Reproduce the data that follows exactly, line for line, leaving out the pictures.

Data for the task -
==*==

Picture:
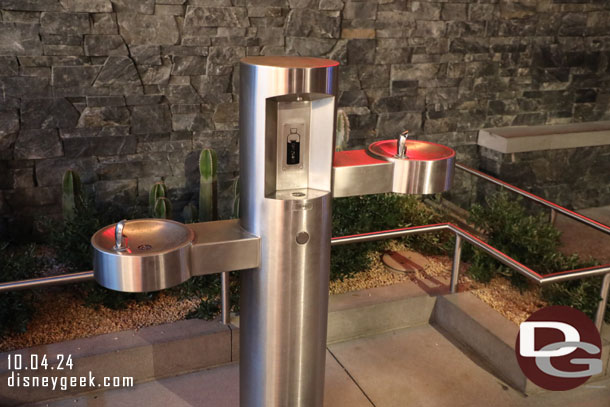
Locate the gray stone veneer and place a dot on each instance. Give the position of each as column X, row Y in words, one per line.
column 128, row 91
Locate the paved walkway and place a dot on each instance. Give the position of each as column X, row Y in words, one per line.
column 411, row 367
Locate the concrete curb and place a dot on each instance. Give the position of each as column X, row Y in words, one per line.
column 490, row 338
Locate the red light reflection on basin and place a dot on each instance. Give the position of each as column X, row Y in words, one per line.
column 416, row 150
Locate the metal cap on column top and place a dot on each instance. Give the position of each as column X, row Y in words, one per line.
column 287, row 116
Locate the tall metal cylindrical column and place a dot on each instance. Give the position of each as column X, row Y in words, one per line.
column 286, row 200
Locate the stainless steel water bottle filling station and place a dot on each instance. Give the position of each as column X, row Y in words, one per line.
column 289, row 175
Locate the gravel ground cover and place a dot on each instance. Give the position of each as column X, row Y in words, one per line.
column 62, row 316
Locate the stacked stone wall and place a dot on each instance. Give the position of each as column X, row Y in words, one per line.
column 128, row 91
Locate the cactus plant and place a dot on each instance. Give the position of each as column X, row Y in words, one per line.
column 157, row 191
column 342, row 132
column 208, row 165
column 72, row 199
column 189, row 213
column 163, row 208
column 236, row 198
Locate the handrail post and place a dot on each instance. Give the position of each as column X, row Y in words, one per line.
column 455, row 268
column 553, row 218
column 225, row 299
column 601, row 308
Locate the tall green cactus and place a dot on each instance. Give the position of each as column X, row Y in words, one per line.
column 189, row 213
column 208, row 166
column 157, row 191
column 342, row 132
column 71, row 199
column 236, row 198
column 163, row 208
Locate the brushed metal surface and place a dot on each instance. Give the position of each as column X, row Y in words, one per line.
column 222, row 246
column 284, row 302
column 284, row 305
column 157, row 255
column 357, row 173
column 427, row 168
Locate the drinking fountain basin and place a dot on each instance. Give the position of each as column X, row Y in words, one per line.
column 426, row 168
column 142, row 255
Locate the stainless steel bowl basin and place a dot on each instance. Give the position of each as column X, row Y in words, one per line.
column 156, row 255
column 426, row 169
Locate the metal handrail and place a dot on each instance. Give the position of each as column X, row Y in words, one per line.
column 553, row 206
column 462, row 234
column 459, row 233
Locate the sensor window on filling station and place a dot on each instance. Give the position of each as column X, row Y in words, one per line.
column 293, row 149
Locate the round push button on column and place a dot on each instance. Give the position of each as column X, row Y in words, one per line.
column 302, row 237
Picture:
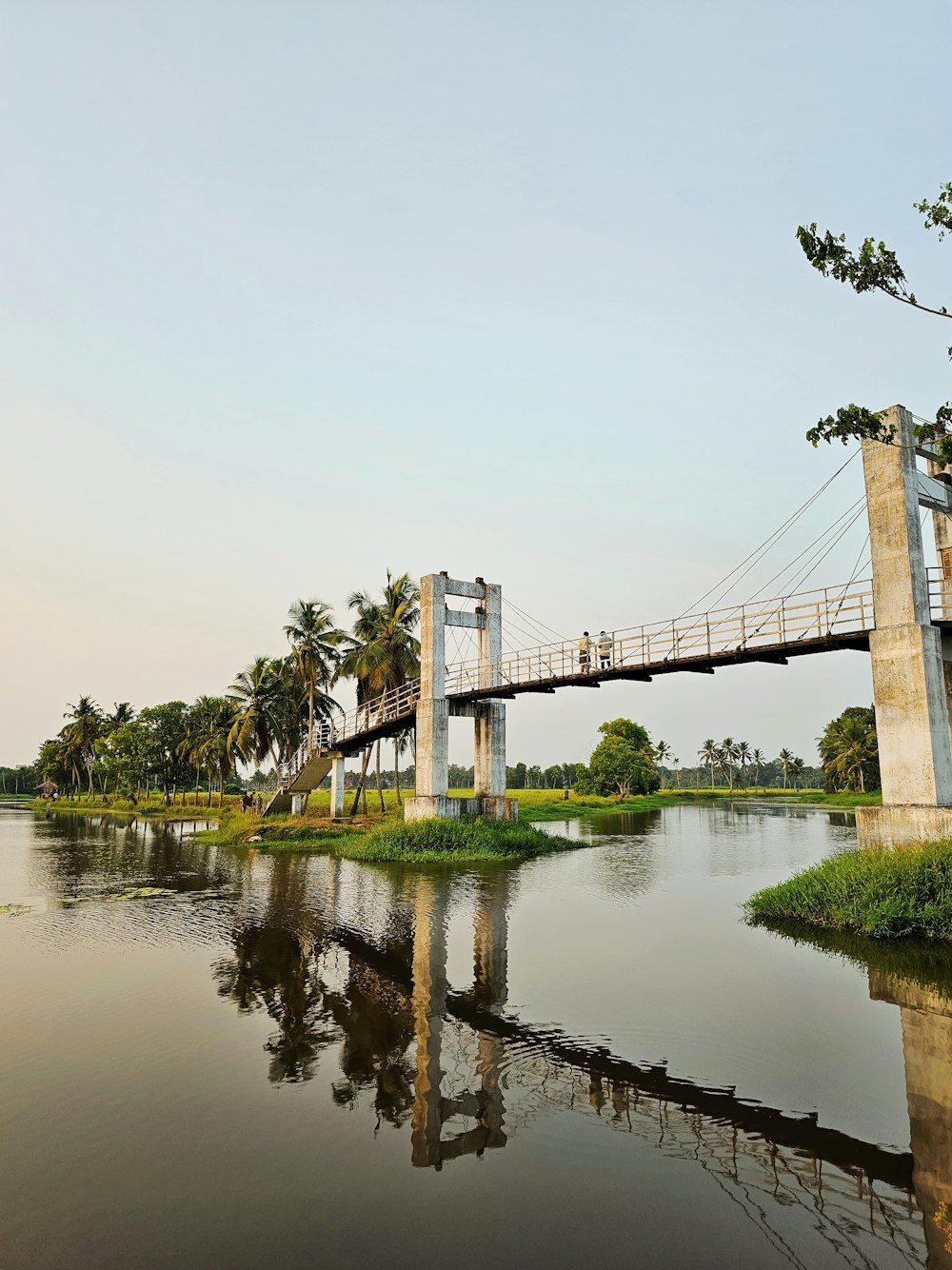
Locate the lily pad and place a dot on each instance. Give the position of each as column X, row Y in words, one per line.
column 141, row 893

==*==

Correct result -
Picture:
Locate the gray stone veneer and place a dot on each instance. Give the position of each as column X, row Y in words, one per line.
column 128, row 91
Locate the paved walkway and place a dot on each instance. Give the position of each as column X, row Y in words, one per line.
column 411, row 367
Locate the concrete curb and place a dot on each instance. Give the position of each as column X, row Y in words, one per line.
column 490, row 338
Locate the red light reflection on basin and place a dot on each instance. Give the position of each as column X, row Y in words, one per line.
column 416, row 150
Locate the metal cap on column top and place a dot on each instance. Give the position of each as column X, row Y in words, one per line.
column 287, row 116
Locate the tall metal cylindrical column and place a dot on each instance. Give the position of each as column X, row Y in words, one per line.
column 286, row 200
Locate the stainless steel water bottle filling station and place a dot on each instance. Give the position of each as column X, row Y in words, one per line.
column 289, row 175
Locate the gravel ground cover and place a dot on each instance. Give the position of each as column X, row Y in words, one per line.
column 62, row 316
Locate the stacked stone wall and place a dot on each instance. Give the position of each as column X, row Y in words, one per line.
column 128, row 91
Locate the cactus plant and place a dot on each instance. Give the position of each as column X, row Y in words, one per line.
column 157, row 191
column 342, row 132
column 208, row 165
column 72, row 199
column 189, row 213
column 163, row 208
column 236, row 198
Locate the handrail post and place a dot on each instance. Give the position of each as column X, row Y in words, one per line.
column 455, row 268
column 553, row 218
column 225, row 299
column 601, row 308
Locate the tall green cactus and place a dot on each instance. Give the position of each as column X, row Y in words, one per line.
column 189, row 213
column 208, row 166
column 157, row 191
column 342, row 132
column 71, row 199
column 236, row 198
column 163, row 208
Locate the brushed metal surface and place a dot on each instance. Give the position of each as column X, row Y in words, one per line.
column 222, row 246
column 284, row 302
column 284, row 305
column 157, row 255
column 357, row 173
column 427, row 168
Locate the drinking fountain basin and place a dot on each instance. Give the position of each as column X, row Y in words, one per line.
column 426, row 168
column 142, row 255
Locate the stainless steel bowl basin and place a dot on each instance. Give the position of each as column X, row Y in words, one per line.
column 156, row 255
column 426, row 169
Locate the metal handrail and place a dot on each instance. Give the position of each as column X, row Y in words, one per line.
column 553, row 206
column 462, row 234
column 459, row 233
Locate the sensor window on filling station and place a dot on each instance. Give the position of each as column X, row Y in words, one per line.
column 293, row 149
Locate the round push button on column and place a dot on each instance. Give the position of each as column X, row Y in words, one per line.
column 302, row 237
Picture:
Locate the lily pad and place a dot on each instance. Give the position of each as column X, row Y in words, one per line.
column 141, row 893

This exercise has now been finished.